O Sr. Magalhães Mota (PRD): - Sr. Presidente, Srs. Deputados: O modesto jurista que sou sente-se com algumas dificuldades em tomar parte neste debate.
Com o Sr. Ministro da Agricultura aprendi algo sobre a Constituição; com o veterinário, Dr. Soares Cruz, aprendi algo sobre direito administrativo; com o Sr. Deputado Luís Capoulas aprendi alguma coisa sobre a Constituição e direito administrativo. Creio que terei que falar sobre pecuária, silvicultura e outras matérias!...

Aplausos do PRD.

E outras dificuldades terei, naturalmente.
Tentarei, portanto, desenvencilhar-me delas tão bem quanto puder, até porque me parece que, curiosamente, nenhum dos Srs. Deputados a que me referi terá lido o projecto que criticaram. Isto porque as críticas que formularam revelam inteiro desconhecimento do seu conteúdo.
Começando pelas afirmações do Sr. Ministro, e repetidas depois, devo dizer que nenhuma delas tem conteúdo.
Começaria por dizer que a taxa média de variação do produto agrícola bruto de 1976-1980 foi de mais 1,4 %, correspondendo 9,9 % ao ramo florestal, 1 % à pecuária e 0 % à parte vegetal; a superfície semeada anualmente diminuiu 2,2 % da taxa média de variação anual de 1970 a 1981; de 1975 a 1980 os preços dos produtos alimentares, no seu conjunto, cresceram 248 %, ou seja, claramente mais do que o índice geral dos preços, que subiu 214 % no mesmo período.
Não colocarei neste momento os problemas inerentes à adesão de Portugal à CEE e o modo como estamos, melhor dizendo, não estamos, a preparar-nos para lhe responder em termos agrícolas.

────────────────

EXERCÍCIOS ::
1. Como fica em inglês esta frase do texto fornecido: "Começando pelas afirmações do Sr. Ministro, e repetidas depois, devo dizer que nenhuma delas tem conteúdo."?
2. Segundo o texto fornecido, quanto subiu o índice geral dos preços de 1975 a 1980?

(Registos contidos num conjunto de dados)
────────────────

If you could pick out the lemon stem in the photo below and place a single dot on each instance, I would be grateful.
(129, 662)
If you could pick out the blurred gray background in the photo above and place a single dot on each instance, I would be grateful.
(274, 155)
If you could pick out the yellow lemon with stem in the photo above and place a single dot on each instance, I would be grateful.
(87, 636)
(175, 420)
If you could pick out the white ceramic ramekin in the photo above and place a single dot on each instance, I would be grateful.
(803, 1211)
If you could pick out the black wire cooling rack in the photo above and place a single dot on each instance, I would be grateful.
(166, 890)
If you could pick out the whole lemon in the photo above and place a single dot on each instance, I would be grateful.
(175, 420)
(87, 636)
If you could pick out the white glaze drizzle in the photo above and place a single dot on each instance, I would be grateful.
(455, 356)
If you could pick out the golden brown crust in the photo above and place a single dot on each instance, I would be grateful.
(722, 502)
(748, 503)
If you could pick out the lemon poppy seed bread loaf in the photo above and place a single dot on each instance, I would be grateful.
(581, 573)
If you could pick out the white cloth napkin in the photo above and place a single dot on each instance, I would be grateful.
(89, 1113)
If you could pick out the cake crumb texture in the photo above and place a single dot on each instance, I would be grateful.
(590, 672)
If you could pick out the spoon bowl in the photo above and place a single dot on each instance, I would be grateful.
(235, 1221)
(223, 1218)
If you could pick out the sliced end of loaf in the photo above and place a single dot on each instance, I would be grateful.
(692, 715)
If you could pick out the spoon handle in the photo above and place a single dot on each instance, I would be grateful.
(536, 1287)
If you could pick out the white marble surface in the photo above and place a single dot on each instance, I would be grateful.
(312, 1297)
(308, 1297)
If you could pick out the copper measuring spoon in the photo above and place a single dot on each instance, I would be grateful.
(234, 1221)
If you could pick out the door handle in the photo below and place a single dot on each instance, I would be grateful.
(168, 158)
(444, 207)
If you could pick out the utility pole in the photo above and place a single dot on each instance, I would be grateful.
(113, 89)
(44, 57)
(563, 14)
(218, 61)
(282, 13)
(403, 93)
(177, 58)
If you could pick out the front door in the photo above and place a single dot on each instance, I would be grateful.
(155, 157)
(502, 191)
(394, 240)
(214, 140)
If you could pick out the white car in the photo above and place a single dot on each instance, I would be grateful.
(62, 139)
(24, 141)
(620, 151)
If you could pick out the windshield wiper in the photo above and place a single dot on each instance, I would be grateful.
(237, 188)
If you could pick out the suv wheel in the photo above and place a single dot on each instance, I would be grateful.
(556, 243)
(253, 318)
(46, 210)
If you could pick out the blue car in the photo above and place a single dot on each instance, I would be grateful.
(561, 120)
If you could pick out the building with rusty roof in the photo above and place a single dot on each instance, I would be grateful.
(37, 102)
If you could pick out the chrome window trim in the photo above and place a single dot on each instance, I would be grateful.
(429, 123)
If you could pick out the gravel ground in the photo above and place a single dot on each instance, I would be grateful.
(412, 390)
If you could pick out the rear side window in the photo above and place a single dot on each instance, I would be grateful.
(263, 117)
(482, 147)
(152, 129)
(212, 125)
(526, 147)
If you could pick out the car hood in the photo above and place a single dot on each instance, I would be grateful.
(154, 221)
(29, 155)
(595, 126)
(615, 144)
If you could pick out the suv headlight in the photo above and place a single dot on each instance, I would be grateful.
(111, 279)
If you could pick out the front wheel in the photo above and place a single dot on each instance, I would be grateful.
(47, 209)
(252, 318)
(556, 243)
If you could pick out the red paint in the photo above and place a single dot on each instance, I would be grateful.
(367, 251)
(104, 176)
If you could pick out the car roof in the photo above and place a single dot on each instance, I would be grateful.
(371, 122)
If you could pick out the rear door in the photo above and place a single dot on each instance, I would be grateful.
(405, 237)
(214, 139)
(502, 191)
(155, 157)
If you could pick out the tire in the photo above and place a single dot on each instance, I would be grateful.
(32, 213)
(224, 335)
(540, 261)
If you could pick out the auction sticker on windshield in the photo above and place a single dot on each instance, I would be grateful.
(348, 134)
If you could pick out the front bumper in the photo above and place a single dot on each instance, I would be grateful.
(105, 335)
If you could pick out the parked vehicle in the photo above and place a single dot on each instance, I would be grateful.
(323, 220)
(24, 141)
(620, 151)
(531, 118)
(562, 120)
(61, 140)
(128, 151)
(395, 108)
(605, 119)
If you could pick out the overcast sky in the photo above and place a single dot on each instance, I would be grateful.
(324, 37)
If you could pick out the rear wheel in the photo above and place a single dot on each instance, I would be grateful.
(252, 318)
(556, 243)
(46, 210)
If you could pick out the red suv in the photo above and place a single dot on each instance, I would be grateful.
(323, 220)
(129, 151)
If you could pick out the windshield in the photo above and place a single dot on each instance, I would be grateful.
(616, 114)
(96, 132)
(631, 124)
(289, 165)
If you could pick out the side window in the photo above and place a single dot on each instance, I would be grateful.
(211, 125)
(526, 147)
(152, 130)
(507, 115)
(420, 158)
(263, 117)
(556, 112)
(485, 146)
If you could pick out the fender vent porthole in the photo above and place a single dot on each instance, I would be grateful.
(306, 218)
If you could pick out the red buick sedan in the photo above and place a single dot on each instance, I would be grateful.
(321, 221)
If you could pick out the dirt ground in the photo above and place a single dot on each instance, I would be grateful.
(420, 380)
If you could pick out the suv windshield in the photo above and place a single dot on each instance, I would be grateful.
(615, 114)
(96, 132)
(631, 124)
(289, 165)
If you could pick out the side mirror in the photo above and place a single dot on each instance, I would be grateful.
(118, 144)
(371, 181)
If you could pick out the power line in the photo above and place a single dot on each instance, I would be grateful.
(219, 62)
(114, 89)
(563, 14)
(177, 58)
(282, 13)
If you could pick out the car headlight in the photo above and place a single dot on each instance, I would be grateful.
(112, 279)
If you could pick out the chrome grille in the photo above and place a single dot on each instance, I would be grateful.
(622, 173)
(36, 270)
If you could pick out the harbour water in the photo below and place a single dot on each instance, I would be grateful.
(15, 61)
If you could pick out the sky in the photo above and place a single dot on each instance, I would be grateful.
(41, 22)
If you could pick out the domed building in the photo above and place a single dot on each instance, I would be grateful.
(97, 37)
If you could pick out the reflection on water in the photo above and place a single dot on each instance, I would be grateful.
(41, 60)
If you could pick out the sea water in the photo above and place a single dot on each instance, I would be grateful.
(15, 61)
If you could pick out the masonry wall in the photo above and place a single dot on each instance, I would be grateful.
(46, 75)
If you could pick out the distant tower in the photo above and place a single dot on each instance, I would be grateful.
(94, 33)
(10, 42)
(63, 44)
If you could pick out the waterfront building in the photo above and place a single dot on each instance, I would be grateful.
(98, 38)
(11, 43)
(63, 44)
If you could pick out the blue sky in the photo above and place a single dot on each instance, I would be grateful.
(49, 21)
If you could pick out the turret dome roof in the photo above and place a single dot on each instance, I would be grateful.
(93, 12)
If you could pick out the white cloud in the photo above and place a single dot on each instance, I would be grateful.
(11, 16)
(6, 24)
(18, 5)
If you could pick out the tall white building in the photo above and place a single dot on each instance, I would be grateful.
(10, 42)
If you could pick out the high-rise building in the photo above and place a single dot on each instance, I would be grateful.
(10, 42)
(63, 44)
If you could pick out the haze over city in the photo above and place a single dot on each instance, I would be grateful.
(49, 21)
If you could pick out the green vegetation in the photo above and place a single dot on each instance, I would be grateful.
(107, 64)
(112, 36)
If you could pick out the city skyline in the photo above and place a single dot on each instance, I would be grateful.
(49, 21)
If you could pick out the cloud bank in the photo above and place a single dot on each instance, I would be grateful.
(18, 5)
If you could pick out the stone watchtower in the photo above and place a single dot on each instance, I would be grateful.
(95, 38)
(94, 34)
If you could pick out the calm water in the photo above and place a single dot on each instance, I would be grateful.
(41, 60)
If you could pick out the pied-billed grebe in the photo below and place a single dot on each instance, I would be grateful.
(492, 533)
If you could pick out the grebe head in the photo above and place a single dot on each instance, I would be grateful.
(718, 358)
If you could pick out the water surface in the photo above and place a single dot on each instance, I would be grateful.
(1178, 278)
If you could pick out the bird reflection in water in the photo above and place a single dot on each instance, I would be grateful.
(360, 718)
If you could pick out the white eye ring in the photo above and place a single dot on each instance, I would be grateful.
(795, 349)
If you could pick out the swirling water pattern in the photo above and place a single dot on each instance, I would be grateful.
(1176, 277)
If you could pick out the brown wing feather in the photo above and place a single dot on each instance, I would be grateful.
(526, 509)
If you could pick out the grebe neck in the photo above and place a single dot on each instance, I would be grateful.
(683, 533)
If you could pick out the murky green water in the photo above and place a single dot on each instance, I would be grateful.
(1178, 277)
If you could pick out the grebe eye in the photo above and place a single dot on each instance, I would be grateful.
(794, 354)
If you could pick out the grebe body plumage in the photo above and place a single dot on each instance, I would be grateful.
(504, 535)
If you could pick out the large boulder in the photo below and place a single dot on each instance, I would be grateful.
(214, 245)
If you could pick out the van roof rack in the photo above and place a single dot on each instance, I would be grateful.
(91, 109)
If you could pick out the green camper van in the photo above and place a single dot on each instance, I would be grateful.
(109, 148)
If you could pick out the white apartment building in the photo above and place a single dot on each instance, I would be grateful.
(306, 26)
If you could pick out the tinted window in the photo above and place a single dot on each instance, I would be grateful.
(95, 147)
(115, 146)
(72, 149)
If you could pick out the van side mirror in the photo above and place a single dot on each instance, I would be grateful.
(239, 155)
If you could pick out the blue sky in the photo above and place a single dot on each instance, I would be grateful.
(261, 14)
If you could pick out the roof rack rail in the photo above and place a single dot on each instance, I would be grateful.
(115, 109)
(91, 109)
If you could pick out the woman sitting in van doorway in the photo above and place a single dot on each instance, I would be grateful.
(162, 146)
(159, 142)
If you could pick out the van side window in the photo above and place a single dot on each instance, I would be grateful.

────────────────

RESULTADOS ESPERADOS ::
1. Starting with the Minister's statements, which were repeated afterward, I must say that none of them has any substance.

2. Subiu 214 %.